<<<<

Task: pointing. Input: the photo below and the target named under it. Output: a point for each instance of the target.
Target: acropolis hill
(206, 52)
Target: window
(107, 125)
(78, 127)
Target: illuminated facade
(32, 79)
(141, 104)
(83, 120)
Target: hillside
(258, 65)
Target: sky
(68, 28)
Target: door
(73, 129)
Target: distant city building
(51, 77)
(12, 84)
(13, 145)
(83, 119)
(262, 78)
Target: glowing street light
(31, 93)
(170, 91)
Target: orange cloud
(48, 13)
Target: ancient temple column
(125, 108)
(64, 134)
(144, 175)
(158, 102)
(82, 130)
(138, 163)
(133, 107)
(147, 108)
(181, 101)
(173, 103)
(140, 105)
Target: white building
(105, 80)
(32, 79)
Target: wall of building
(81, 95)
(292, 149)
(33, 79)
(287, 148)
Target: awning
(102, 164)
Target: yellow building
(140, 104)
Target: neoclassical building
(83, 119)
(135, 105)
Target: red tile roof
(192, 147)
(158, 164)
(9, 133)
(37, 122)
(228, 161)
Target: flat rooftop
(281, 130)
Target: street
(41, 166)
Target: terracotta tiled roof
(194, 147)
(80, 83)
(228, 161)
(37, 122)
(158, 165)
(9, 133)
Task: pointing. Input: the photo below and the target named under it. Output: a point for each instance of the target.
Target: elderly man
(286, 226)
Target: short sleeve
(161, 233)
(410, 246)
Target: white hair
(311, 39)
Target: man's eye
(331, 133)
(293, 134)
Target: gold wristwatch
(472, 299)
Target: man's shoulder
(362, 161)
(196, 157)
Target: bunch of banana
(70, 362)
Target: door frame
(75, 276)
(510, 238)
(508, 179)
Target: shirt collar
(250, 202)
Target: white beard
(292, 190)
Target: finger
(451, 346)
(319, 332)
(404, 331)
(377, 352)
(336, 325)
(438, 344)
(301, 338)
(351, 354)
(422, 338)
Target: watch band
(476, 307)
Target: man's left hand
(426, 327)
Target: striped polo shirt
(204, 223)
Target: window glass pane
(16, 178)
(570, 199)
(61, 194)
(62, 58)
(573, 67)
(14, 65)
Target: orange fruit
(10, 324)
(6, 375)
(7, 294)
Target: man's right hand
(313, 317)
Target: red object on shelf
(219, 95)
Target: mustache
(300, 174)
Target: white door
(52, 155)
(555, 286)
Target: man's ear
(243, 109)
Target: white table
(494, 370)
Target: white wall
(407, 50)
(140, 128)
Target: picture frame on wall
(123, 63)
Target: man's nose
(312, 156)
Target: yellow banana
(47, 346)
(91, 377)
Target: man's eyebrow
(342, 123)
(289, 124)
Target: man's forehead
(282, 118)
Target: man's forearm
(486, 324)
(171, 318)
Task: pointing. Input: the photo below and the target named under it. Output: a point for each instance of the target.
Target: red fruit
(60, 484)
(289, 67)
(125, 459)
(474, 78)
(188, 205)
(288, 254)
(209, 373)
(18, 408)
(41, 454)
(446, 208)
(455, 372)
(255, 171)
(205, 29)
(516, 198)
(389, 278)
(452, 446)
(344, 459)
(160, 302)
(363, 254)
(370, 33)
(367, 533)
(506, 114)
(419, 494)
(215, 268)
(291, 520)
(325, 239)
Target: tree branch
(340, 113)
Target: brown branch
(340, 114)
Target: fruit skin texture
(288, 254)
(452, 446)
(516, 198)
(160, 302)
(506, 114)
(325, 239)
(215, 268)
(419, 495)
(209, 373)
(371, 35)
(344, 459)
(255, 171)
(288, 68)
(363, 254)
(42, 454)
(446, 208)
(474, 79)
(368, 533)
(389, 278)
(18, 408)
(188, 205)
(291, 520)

>>>>

Return all of the data above, keeping every line exactly as it appears.

Task: pointing. Input: the photo below and the target named under it. Output: a point for each instance of the target.
Target: acropolis hill
(206, 52)
Target: window
(107, 125)
(78, 127)
Target: illuminated facade
(32, 79)
(141, 104)
(83, 120)
Target: hillside
(258, 65)
Target: sky
(68, 28)
Target: door
(73, 129)
Target: distant city building
(51, 77)
(12, 84)
(13, 145)
(83, 119)
(262, 78)
Target: glowing street light
(31, 93)
(170, 91)
Target: orange cloud
(48, 13)
Target: ancient temple column
(125, 108)
(64, 134)
(144, 175)
(158, 102)
(82, 130)
(138, 163)
(133, 107)
(147, 108)
(181, 101)
(173, 103)
(140, 105)
Target: white building
(105, 80)
(32, 79)
Target: wall of building
(81, 95)
(292, 149)
(33, 79)
(287, 148)
Target: awning
(102, 164)
Target: yellow building
(140, 104)
Target: neoclassical building
(83, 119)
(135, 105)
Target: red tile roof
(192, 147)
(158, 164)
(9, 133)
(37, 122)
(228, 161)
Target: flat rooftop
(281, 130)
Target: street
(41, 166)
Target: terracotta tiled roof
(194, 147)
(80, 83)
(228, 161)
(37, 122)
(158, 165)
(9, 133)
Task: pointing. Input: the photo below and the target named under it. Output: a point for each instance of the target.
Target: elderly man
(286, 226)
Target: short sleeve
(161, 233)
(410, 246)
Target: white hair
(311, 39)
Target: man's eye
(331, 133)
(293, 134)
Target: gold wristwatch
(472, 299)
Target: man's shoulder
(362, 161)
(196, 157)
Target: bunch of banana
(70, 362)
Target: door frame
(75, 276)
(510, 238)
(508, 179)
Target: shirt collar
(250, 202)
Target: white beard
(292, 190)
Target: finger
(451, 346)
(319, 332)
(404, 331)
(377, 352)
(336, 325)
(438, 344)
(301, 338)
(351, 354)
(422, 338)
Target: watch band
(476, 307)
Target: man's left hand
(426, 327)
Target: striped polo shirt
(204, 223)
Target: window glass pane
(16, 178)
(570, 199)
(61, 194)
(62, 58)
(573, 67)
(14, 65)
Target: orange fruit
(10, 324)
(6, 375)
(7, 294)
Target: man's right hand
(313, 317)
Target: red object on shelf
(219, 95)
Target: mustache
(300, 174)
Target: white door
(52, 155)
(555, 286)
Target: man's ear
(243, 109)
Target: white table
(494, 370)
Target: white wall
(407, 50)
(140, 128)
Target: picture frame on wall
(123, 63)
Target: man's nose
(312, 156)
Target: yellow banana
(47, 346)
(91, 377)
Target: man's eyebrow
(342, 123)
(289, 124)
Target: man's forehead
(282, 118)
Target: man's forearm
(486, 324)
(171, 318)
Task: pointing. Input: the photo below and the target named under it. Output: a point for each instance of the target.
Target: red fruit
(60, 484)
(289, 67)
(125, 459)
(474, 78)
(188, 205)
(288, 254)
(209, 373)
(18, 408)
(41, 454)
(446, 208)
(455, 372)
(255, 171)
(205, 29)
(516, 198)
(389, 278)
(452, 446)
(344, 459)
(160, 302)
(363, 254)
(370, 33)
(367, 533)
(506, 114)
(419, 494)
(215, 268)
(291, 520)
(325, 239)
Target: tree branch
(340, 113)
Target: brown branch
(340, 114)
Target: fruit skin texture
(288, 254)
(452, 446)
(516, 198)
(160, 302)
(506, 114)
(325, 239)
(215, 268)
(419, 495)
(209, 373)
(371, 35)
(344, 459)
(255, 171)
(288, 68)
(363, 254)
(42, 454)
(446, 208)
(474, 79)
(368, 533)
(389, 278)
(18, 408)
(188, 205)
(291, 520)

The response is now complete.